GIVEN REQUEST 1:
Work out how many lines of the records contain the string "round", treating uppercase and lowercase as different. Give only the number.

The old-timers here will recall that I moved to Las Vegas originally to take a job with a small structural engineering company.  As the economy got shakier, the company had to tighten its belt and jettison some personnel.  I survived a few such cuts but in April they had to let me go, with the greatest regret and highest recommendations.

Fortunately I had been wise and regularly put away a generous amount in savings.  Additionally I was blessed in that TC's family told us to just hang on to our rent, to put it in our savings as well.  So there was no great panic, financially.  Indeed at first my reaction was one of great gratitude and faith.  I was not hurting, indeed I was free--free of a job I didn't love, a job that turned me into somebody I didn't like from the moment I entered the office every morning to the moment I left.  Free to redefine the course of my career and find something I actually enjoy. 

But then the doubts and fears came.  I had, and still have, no idea what I want to do "when I grow up."  I am loathe to leave Las Vegas and start all over somewhere else.  The network of friends I have here has taken me four years to build. 

In July, I sent a birthday greeting to an old friend, my first college roommate, with a very brief synopsis of my life--we didn't communicate that often.  He replied with joy, and asked if I'd like to help edit the technical material in the textbooks his company produces.  I said I'd sure try. 

So we tried it, and he liked how I did, and sent me another, and another.  It's not much but it's something.  He'd like to see me set up a web-based independent company, kind of, to solicit more of these projects.

Meanwhile, indeed before I was even laid off, I was driving on east Cheyenne one night and saw the College of Southern Nevada on the side of the road and thought, "I wonder if I could teach a physics class there someday.  Like on the side or something."  I knew one of my co-workers taught computer classes somewhere.  I looked into it but didn't see any positions that needed filling. 

A couple months later, the layoff came, and one of the first things to come to mind was that earlier impression.  I put it off, but it kept coming back.  I went back to the CSN website and this time there was a posting for a Part Time Physics Instructor.  I sent in an application and resume and cover letter and transcript, the whole bit, and...nothing.  Thanks for applying, we'll let you know, have a nice life. 

Until, that is, the Tuesday morning before Thanksgiving.  I was on the road, at a motel in Las Cruces, NM, when I checked my email on the computer in the lobby.  A Dr. Wu from CSN wanted to talk to me about teaching a course in Conceptual Physics next term.  I wrote back that I was traveling but would love to meet when I returned.  

And so it was that two weeks later, I had the shortest official job interview of my life.  She asked me about my teaching experience, and I told her about being a TA for many years at BYU, and tutoring various friends with their math here in Vegas (including a number of CSN students), and volunteering in my church's weekly "Smart Night" helping high school and middle school students with their math, physics, and chemistry.  And then she started handing me the textbook and lab manual and introducing me to her colleagues as "the one who's teaching 110 this spring." 

I was thinking, Whoa, I kinda missed the part where you said 'you're hired.'

So, yeah.  Introducing Professor Christenson.  Or Mister.  Or Master...maybe I can get them to call me by my degree.  Or not. 

We'll see if I like it.  We'll see if I'm any good at it.  We'll see if they want to keep me around and give me more classes.

Labeling items for picture shapes:
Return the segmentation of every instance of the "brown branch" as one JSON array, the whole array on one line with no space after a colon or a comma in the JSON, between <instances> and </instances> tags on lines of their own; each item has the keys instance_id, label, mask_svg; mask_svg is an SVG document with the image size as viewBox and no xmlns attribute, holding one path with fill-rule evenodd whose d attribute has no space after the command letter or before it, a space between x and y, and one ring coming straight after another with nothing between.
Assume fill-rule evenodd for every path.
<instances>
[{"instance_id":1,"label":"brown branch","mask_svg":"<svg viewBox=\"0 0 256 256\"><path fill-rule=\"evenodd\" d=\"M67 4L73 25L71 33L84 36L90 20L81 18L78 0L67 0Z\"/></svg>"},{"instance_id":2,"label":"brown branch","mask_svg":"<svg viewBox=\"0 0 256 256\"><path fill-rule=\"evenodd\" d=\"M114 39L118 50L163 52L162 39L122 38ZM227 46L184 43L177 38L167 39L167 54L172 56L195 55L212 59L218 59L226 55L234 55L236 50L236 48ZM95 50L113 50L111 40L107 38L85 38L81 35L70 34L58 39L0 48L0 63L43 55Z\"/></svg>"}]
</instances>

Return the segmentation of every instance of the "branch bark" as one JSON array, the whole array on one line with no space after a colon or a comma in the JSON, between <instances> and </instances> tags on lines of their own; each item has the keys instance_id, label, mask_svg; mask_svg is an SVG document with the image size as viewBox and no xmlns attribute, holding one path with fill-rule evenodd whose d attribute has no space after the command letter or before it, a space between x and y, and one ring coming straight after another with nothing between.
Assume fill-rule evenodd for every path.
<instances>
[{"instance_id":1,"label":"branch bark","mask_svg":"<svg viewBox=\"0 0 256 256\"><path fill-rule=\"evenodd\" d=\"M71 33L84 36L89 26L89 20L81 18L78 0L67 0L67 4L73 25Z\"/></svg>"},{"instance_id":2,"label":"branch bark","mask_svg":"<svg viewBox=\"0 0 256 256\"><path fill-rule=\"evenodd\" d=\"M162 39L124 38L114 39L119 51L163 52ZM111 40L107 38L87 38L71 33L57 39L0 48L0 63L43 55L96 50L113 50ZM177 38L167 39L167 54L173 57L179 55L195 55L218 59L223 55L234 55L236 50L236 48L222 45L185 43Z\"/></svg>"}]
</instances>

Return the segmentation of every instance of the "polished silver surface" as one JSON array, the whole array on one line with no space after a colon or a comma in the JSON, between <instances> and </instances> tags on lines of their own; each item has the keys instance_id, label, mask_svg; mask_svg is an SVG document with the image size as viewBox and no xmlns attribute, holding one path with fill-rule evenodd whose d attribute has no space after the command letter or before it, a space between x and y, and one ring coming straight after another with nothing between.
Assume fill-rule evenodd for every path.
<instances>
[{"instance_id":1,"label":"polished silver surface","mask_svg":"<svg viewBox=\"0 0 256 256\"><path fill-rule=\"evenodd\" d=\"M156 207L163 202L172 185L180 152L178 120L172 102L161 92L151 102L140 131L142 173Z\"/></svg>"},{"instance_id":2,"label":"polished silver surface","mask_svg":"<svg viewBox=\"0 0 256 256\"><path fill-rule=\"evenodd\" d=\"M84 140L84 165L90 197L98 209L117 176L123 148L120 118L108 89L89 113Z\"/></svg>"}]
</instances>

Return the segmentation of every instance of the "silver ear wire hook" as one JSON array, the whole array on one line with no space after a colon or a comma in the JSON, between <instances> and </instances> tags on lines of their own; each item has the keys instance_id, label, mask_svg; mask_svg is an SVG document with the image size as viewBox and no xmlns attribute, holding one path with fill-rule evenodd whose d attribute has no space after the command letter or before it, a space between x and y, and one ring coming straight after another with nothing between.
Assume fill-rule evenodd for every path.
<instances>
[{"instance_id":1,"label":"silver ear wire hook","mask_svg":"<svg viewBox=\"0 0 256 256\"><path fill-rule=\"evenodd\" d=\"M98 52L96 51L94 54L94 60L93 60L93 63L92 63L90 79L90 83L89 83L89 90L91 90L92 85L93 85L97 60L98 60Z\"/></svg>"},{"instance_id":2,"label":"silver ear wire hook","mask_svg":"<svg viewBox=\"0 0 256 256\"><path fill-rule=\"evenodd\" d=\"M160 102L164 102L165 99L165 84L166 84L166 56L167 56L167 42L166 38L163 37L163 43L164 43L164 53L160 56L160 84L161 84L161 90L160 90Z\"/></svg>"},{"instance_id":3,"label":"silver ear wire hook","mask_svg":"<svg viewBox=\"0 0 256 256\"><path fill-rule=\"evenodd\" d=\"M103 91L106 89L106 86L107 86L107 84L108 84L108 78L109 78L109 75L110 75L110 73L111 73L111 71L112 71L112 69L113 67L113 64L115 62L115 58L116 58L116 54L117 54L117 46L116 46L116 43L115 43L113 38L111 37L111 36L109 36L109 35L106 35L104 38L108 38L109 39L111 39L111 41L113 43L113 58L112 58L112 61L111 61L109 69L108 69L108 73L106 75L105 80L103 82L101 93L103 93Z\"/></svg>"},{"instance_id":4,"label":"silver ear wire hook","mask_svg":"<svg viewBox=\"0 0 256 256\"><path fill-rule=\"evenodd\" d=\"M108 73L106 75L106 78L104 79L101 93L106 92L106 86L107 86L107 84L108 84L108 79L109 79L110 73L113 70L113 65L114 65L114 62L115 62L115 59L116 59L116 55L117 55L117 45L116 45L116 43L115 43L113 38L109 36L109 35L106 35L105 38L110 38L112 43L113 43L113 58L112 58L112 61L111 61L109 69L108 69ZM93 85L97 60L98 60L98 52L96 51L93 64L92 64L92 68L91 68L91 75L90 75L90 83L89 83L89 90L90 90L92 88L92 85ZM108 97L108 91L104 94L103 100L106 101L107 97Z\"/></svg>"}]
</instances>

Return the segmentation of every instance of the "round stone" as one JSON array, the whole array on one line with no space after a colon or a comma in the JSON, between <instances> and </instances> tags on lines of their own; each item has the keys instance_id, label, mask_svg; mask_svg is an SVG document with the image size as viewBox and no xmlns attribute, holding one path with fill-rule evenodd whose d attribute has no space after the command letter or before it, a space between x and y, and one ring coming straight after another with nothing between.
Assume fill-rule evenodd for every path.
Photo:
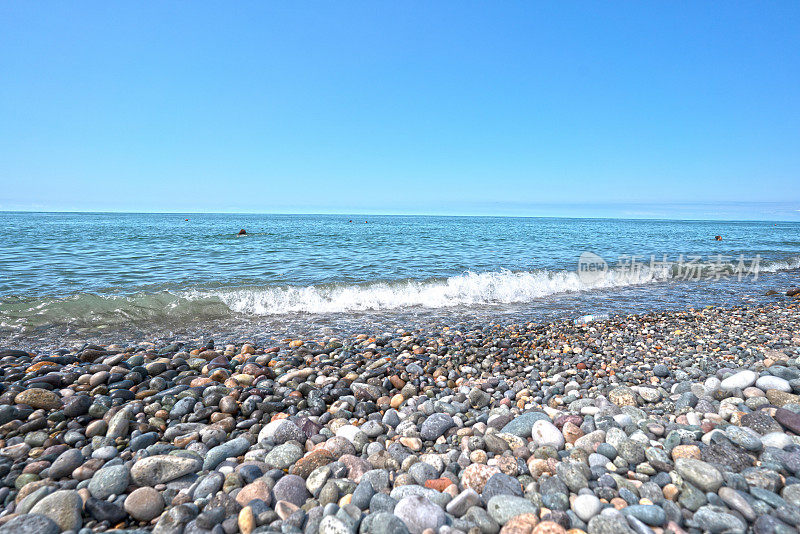
<instances>
[{"instance_id":1,"label":"round stone","mask_svg":"<svg viewBox=\"0 0 800 534\"><path fill-rule=\"evenodd\" d=\"M125 498L123 506L134 519L151 521L164 511L164 499L153 488L138 488Z\"/></svg>"}]
</instances>

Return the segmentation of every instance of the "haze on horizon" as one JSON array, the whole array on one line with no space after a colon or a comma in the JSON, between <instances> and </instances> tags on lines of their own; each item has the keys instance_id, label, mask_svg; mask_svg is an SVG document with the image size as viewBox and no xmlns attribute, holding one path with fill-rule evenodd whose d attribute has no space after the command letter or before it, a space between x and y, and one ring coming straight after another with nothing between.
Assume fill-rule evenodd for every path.
<instances>
[{"instance_id":1,"label":"haze on horizon","mask_svg":"<svg viewBox=\"0 0 800 534\"><path fill-rule=\"evenodd\" d=\"M0 210L800 220L800 4L0 5Z\"/></svg>"}]
</instances>

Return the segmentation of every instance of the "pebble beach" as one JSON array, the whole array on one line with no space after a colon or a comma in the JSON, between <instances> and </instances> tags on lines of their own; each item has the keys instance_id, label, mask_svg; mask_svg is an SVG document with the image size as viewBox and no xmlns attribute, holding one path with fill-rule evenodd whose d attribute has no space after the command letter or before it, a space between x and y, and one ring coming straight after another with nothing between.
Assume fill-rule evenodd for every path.
<instances>
[{"instance_id":1,"label":"pebble beach","mask_svg":"<svg viewBox=\"0 0 800 534\"><path fill-rule=\"evenodd\" d=\"M0 352L0 533L773 533L800 306Z\"/></svg>"}]
</instances>

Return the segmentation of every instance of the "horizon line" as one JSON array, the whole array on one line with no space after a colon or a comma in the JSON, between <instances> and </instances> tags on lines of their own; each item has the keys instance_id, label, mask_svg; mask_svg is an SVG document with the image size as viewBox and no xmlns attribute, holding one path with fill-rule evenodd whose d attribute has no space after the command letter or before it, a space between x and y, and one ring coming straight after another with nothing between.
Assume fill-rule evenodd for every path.
<instances>
[{"instance_id":1,"label":"horizon line","mask_svg":"<svg viewBox=\"0 0 800 534\"><path fill-rule=\"evenodd\" d=\"M741 204L777 204L778 202L737 202ZM686 203L689 204L689 203ZM701 203L696 203L697 205ZM572 204L571 206L581 206L583 204ZM626 205L626 204L620 204ZM630 206L629 204L627 204ZM567 206L567 205L562 205ZM592 204L586 204L592 206ZM603 206L603 204L594 204ZM605 205L608 206L608 205ZM797 210L800 211L800 210ZM71 215L301 215L301 216L359 216L359 217L475 217L475 218L502 218L502 219L579 219L579 220L638 220L638 221L683 221L683 222L788 222L797 223L796 219L741 219L741 218L685 218L676 216L669 217L648 217L648 216L569 216L569 215L509 215L509 214L470 214L470 213L366 213L366 212L262 212L262 211L126 211L126 210L73 210L73 209L47 209L47 210L6 210L0 209L0 213L5 214L71 214ZM798 215L800 219L800 215Z\"/></svg>"}]
</instances>

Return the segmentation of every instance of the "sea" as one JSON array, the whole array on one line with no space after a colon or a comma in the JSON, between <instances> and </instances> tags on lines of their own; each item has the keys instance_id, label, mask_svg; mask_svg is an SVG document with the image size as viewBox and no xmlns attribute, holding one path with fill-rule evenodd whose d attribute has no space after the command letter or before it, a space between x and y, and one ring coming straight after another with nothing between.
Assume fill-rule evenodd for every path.
<instances>
[{"instance_id":1,"label":"sea","mask_svg":"<svg viewBox=\"0 0 800 534\"><path fill-rule=\"evenodd\" d=\"M797 222L0 212L0 348L486 328L796 286Z\"/></svg>"}]
</instances>

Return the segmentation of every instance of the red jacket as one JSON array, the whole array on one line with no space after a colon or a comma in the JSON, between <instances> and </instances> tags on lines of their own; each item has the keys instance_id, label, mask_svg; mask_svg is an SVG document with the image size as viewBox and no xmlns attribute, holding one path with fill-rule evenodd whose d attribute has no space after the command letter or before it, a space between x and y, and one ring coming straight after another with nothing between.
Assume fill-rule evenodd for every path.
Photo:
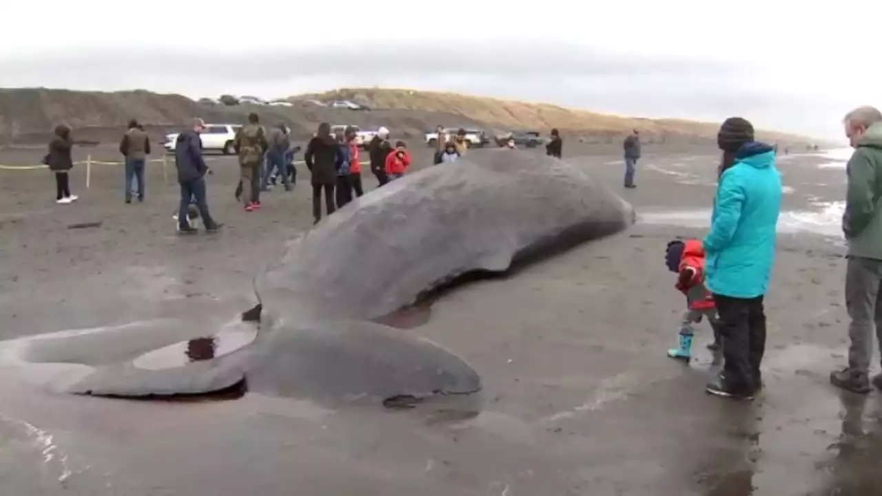
<instances>
[{"instance_id":1,"label":"red jacket","mask_svg":"<svg viewBox=\"0 0 882 496\"><path fill-rule=\"evenodd\" d=\"M404 152L404 158L398 158L398 153ZM410 152L407 150L399 150L397 148L389 152L386 155L386 174L404 174L410 165Z\"/></svg>"},{"instance_id":2,"label":"red jacket","mask_svg":"<svg viewBox=\"0 0 882 496\"><path fill-rule=\"evenodd\" d=\"M358 145L355 141L349 142L349 174L361 174L362 162L358 157Z\"/></svg>"},{"instance_id":3,"label":"red jacket","mask_svg":"<svg viewBox=\"0 0 882 496\"><path fill-rule=\"evenodd\" d=\"M675 287L686 295L690 310L714 308L714 296L705 286L705 250L701 242L687 239L683 244L681 276Z\"/></svg>"}]
</instances>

GIVEN REQUEST 2:
Answer these questions about the layoff post:
(a) In what month did the engineering company let the writer go?
(b) What did the writer's first college roommate ask for help editing?
(c) Where was the writer staying when the email from Dr. Wu arrived?

TASK ANSWER 1:
2

TASK ANSWER 2:
(a) April
(b) The technical material in the textbooks his company produces
(c) At a motel in Las Cruces, NM